----- TEXT -----

Well, plenty of ideas here, and thanks.

Let's see, as far as the fuel tank, here is what I'm using right now.
Keep in mind this is the second tank with the same symptom.
[link=http://www.fourtituderc.com/foutitude_site2_002.htm]Fourtitude Fuel Tank[/link]
The tank is their smallest at 16oz and the clunk seems to be immersed in fuel most of the flight.
This wouldn't account for the fact that if I rock the plane back and forth on the ground with a full tank,
the rpm's fall off and it wants to die.
Very strange. It's like any odd movement of the engine sends it into a fit.
Maybe that's why it quits when the gear touch the ground.
That little bump just kills the engine like a switch.

Old gas, it's fresh as of a week ago as this is the first gallon of fuel.
Good idea though.

Low ignition voltage.
I'm using the Ultra IBEF and the output seems to be real solid at 5.3 volts.

Loose muffler, it's definitely tight.
There is no gasket on this engine, just the gray matter in place of the gasket.
What is that stuff anyway, in case I need more some day?

Thanks for all of the thoughts, and keep them coming if possible.
The weather is crappy here right now, but I'm hoping with more running time it will get better.
It just seems that the plane is being unnecessarily compromised for whatever reason.

I've seen guys fly new engines right out of the box and not have these issues.

-----

§ **WORK REQUEST 1**: Rewrite the paragraph of the forum post that begins "Let's see, as far as the fuel tank" as a shorter bulleted list that keeps its main facts.
§ **WORK REQUEST 2**: Reproduce the forum post word for word, from "There is no" to "will get better.".

----- GIVEN RECORDS -----

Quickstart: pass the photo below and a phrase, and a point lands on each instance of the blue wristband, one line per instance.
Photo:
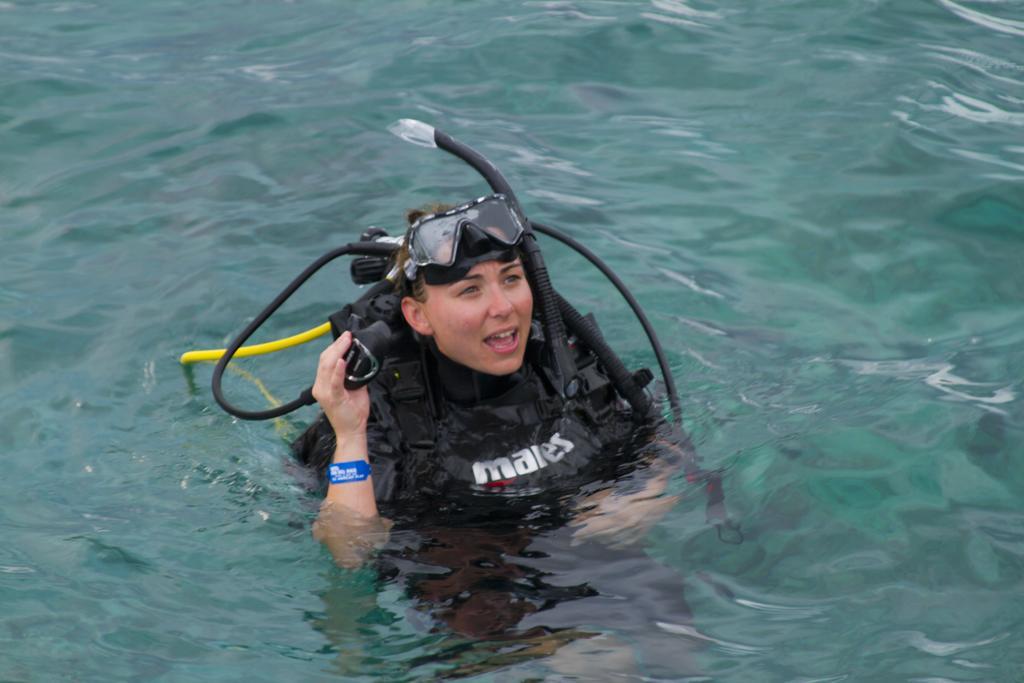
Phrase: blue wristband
(356, 470)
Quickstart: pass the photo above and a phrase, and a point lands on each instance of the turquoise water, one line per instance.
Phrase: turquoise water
(819, 204)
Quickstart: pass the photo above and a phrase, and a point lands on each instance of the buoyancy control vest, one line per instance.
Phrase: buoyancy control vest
(424, 443)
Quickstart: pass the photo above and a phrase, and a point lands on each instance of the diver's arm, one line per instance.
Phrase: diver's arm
(348, 522)
(623, 514)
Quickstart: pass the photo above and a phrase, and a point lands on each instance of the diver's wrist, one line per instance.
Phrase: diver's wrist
(350, 446)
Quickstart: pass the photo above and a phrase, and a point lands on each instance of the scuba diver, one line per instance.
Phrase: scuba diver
(465, 401)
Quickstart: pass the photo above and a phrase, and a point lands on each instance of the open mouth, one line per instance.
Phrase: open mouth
(503, 342)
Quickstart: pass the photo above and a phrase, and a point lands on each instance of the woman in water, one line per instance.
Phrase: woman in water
(464, 442)
(496, 429)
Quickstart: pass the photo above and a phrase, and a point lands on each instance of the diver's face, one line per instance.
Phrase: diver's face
(481, 321)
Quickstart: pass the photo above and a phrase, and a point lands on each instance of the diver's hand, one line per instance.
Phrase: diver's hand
(622, 520)
(346, 411)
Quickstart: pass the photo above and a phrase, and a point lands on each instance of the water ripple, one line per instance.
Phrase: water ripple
(937, 376)
(987, 20)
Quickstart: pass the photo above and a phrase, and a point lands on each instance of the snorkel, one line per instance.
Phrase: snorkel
(560, 366)
(554, 312)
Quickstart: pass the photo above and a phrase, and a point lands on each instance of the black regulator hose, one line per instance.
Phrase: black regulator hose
(306, 397)
(621, 378)
(670, 384)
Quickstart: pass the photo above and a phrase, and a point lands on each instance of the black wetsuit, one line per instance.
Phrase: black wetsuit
(452, 438)
(475, 470)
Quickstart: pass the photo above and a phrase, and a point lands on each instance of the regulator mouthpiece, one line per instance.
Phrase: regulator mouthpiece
(363, 359)
(414, 131)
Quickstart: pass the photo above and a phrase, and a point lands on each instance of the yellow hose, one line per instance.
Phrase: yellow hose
(257, 349)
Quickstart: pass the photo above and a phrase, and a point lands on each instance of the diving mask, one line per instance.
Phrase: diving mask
(434, 239)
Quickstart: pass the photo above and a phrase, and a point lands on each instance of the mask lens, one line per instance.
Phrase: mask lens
(434, 241)
(498, 220)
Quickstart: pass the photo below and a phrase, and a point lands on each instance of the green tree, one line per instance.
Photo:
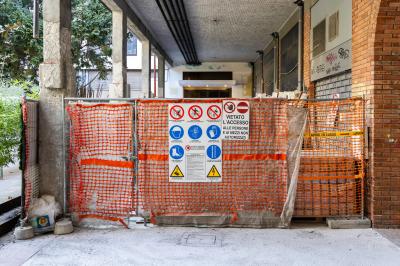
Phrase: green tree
(91, 35)
(21, 54)
(10, 130)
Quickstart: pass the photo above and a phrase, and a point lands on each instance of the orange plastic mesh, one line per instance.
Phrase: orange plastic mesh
(332, 165)
(254, 171)
(101, 172)
(30, 143)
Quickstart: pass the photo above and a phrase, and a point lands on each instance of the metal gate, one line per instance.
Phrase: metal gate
(117, 162)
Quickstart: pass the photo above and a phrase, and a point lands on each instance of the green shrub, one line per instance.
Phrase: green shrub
(10, 130)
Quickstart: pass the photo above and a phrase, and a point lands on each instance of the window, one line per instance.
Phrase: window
(333, 26)
(132, 46)
(319, 38)
(289, 60)
(269, 72)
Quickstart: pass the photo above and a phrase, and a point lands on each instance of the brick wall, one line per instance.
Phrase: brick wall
(306, 50)
(329, 87)
(376, 76)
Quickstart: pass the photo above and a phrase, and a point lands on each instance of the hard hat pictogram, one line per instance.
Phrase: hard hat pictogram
(214, 172)
(176, 172)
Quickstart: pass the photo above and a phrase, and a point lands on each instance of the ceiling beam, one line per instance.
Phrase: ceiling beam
(135, 24)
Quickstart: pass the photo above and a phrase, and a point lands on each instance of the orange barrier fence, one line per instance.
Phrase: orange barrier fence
(105, 180)
(101, 175)
(332, 163)
(254, 170)
(29, 151)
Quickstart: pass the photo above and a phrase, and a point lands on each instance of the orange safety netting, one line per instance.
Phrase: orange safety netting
(332, 162)
(254, 171)
(101, 171)
(29, 152)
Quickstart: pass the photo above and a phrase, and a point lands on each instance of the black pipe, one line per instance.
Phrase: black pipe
(300, 4)
(277, 75)
(261, 53)
(172, 32)
(175, 16)
(185, 25)
(197, 62)
(180, 29)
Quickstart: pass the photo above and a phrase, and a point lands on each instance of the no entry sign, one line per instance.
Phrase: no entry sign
(242, 107)
(176, 112)
(195, 142)
(236, 120)
(214, 112)
(195, 112)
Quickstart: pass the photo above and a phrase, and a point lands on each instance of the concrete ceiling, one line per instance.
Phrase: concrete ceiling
(223, 30)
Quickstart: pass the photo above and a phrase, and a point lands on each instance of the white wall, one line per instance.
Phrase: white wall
(135, 62)
(240, 72)
(323, 9)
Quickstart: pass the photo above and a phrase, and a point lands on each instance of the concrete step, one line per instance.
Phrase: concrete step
(348, 223)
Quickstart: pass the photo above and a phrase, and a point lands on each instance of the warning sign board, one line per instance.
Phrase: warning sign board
(195, 142)
(214, 172)
(236, 120)
(177, 172)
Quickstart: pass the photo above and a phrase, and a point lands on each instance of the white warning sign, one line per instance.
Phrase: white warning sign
(195, 142)
(236, 120)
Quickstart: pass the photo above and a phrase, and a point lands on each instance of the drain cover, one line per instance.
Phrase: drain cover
(200, 240)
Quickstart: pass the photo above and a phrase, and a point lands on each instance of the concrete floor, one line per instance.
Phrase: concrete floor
(193, 246)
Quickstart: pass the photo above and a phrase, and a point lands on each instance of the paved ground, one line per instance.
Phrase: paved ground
(194, 246)
(10, 186)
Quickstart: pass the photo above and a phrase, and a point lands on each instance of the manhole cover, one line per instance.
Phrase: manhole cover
(200, 240)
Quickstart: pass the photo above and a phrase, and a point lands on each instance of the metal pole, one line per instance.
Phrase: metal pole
(363, 158)
(35, 24)
(64, 160)
(136, 161)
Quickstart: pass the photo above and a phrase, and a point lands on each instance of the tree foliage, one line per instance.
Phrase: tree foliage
(21, 54)
(10, 130)
(91, 35)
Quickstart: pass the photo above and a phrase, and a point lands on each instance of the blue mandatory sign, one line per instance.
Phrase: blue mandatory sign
(195, 132)
(176, 152)
(213, 152)
(213, 132)
(176, 132)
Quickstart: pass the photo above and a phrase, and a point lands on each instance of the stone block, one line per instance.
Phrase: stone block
(348, 223)
(51, 75)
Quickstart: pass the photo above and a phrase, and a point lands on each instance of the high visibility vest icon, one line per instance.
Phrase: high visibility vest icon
(177, 172)
(214, 172)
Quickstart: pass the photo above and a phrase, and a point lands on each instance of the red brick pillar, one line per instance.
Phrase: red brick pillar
(376, 76)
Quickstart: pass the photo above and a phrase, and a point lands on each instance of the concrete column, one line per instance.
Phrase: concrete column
(57, 80)
(161, 77)
(118, 88)
(146, 64)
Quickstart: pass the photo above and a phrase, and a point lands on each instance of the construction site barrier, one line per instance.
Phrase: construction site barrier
(118, 164)
(29, 151)
(331, 178)
(101, 181)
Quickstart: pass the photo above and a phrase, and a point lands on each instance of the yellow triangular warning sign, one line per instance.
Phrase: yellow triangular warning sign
(214, 172)
(177, 172)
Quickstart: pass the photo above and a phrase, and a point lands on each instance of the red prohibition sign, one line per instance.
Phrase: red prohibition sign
(229, 107)
(214, 112)
(176, 112)
(195, 112)
(243, 107)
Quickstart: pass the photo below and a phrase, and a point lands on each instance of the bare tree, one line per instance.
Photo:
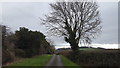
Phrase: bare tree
(78, 22)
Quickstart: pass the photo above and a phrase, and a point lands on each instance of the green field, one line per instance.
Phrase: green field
(35, 61)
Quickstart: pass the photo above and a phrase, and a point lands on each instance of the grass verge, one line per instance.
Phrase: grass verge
(35, 61)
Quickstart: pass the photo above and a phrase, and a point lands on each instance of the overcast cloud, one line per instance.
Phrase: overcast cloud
(24, 14)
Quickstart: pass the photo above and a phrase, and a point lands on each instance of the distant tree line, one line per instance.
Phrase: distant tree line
(24, 43)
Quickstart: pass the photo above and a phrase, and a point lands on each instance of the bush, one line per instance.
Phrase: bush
(19, 53)
(6, 57)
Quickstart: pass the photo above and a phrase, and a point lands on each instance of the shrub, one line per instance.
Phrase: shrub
(19, 53)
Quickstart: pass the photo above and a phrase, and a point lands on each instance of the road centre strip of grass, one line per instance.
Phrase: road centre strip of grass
(35, 61)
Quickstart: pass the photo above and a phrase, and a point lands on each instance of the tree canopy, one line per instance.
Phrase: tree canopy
(78, 22)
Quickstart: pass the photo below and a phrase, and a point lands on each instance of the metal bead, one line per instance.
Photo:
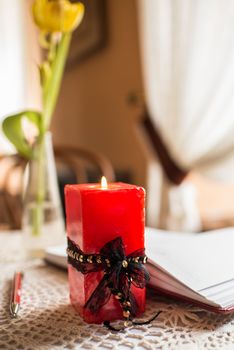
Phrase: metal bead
(124, 263)
(99, 260)
(126, 313)
(127, 303)
(89, 259)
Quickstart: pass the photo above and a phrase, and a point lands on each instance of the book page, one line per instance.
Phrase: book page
(199, 260)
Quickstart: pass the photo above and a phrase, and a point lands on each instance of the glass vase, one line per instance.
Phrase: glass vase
(43, 223)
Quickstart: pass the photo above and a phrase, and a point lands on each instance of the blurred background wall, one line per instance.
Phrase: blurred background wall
(93, 109)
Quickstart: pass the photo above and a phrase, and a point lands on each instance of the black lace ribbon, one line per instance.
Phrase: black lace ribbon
(120, 271)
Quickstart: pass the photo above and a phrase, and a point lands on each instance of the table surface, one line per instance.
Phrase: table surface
(47, 321)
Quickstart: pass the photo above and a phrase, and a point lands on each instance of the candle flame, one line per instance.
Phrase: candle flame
(104, 182)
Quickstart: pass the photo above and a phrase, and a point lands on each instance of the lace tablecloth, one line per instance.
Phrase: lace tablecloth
(47, 321)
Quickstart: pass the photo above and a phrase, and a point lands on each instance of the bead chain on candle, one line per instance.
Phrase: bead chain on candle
(125, 303)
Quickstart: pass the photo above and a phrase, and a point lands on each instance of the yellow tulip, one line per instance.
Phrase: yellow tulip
(57, 15)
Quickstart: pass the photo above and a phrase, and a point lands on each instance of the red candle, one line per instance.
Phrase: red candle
(97, 214)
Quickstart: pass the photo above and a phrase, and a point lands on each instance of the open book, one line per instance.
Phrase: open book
(197, 267)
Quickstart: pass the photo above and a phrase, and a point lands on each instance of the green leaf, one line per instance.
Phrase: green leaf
(12, 128)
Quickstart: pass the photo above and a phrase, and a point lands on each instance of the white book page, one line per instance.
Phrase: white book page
(199, 260)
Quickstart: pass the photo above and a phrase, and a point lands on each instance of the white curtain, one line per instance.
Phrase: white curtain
(18, 61)
(187, 51)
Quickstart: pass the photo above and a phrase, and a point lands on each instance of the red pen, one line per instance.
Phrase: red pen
(16, 294)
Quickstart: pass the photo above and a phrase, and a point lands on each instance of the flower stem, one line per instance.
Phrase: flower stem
(52, 86)
(51, 90)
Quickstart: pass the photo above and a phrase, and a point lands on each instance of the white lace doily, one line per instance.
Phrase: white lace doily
(47, 321)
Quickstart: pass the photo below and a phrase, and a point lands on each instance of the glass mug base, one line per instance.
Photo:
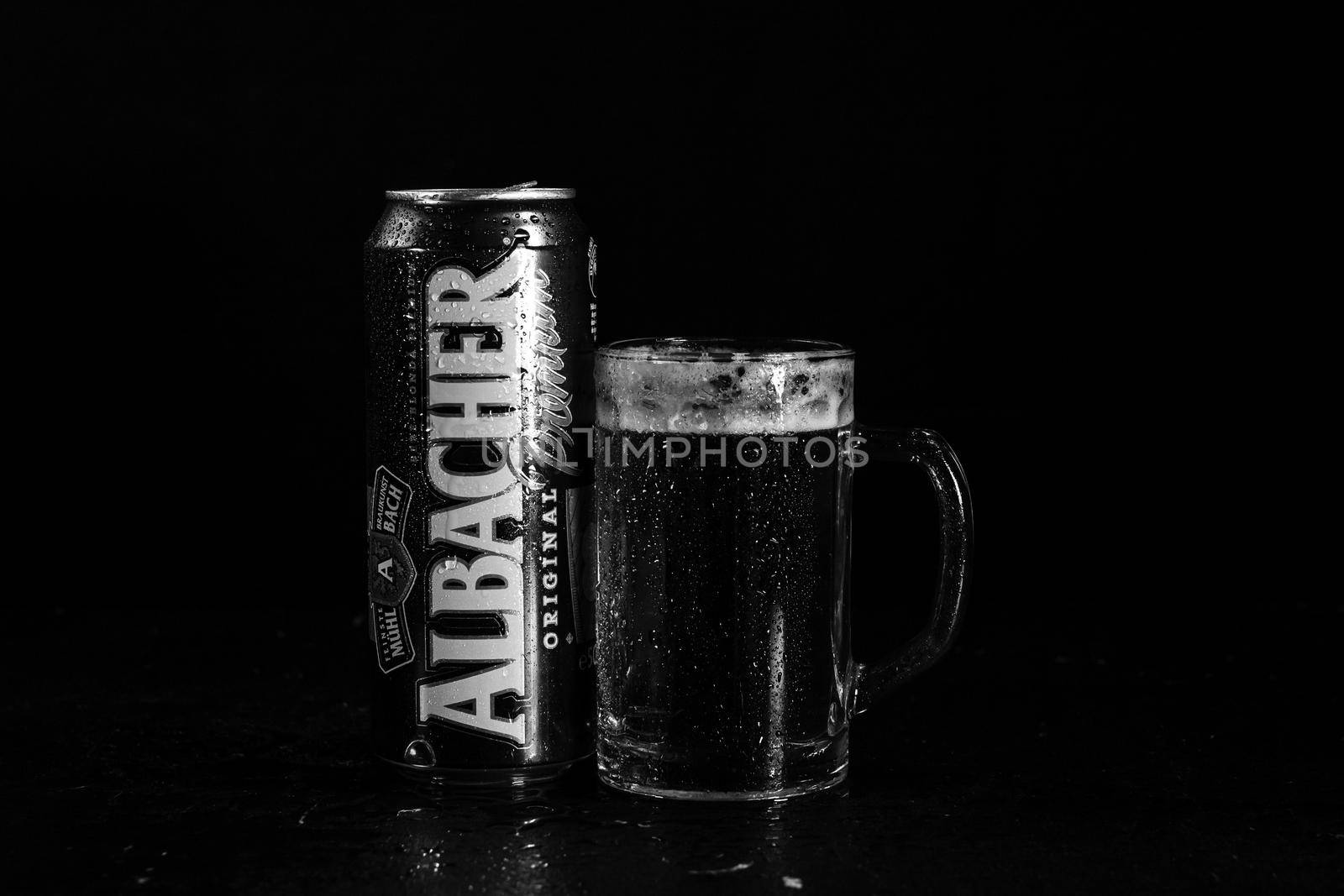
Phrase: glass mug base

-----

§ **EXPECTED OUTPUT 1**:
- The current tank is Fourtitude's smallest, at 16 oz, and it is the second tank with the same symptom.
- The clunk seems to stay immersed in fuel for most of the flight.
- Rocking the plane on the ground with a full tank makes the rpm fall off, and the engine wants to die.
- Any odd movement of the engine seems to send it into a fit. That may explain why it quits when the gear touches the ground, since that small bump kills the engine like a switch.

§ **EXPECTED OUTPUT 2**:
There is no gasket on this engine, just the gray matter in place of the gasket.
What is that stuff anyway, in case I need more some day?

Thanks for all of the thoughts, and keep them coming if possible.
The weather is crappy here right now, but I'm hoping with more running time it will get better.